_Short exercise:_
Count the rows below that contain the string "shirt", with uppercase and lowercase treated as different. Reply with the number alone.

_Source records:_
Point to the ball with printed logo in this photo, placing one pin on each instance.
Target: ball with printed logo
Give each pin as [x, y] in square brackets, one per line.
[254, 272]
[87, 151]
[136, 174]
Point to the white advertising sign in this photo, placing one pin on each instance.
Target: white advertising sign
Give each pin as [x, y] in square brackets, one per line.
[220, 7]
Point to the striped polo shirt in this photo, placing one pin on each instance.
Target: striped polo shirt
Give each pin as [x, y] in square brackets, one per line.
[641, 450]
---
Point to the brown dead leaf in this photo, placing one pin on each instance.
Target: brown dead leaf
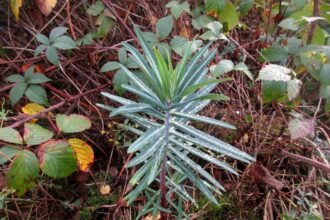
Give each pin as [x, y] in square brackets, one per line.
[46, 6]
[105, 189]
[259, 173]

_Finished exercise:_
2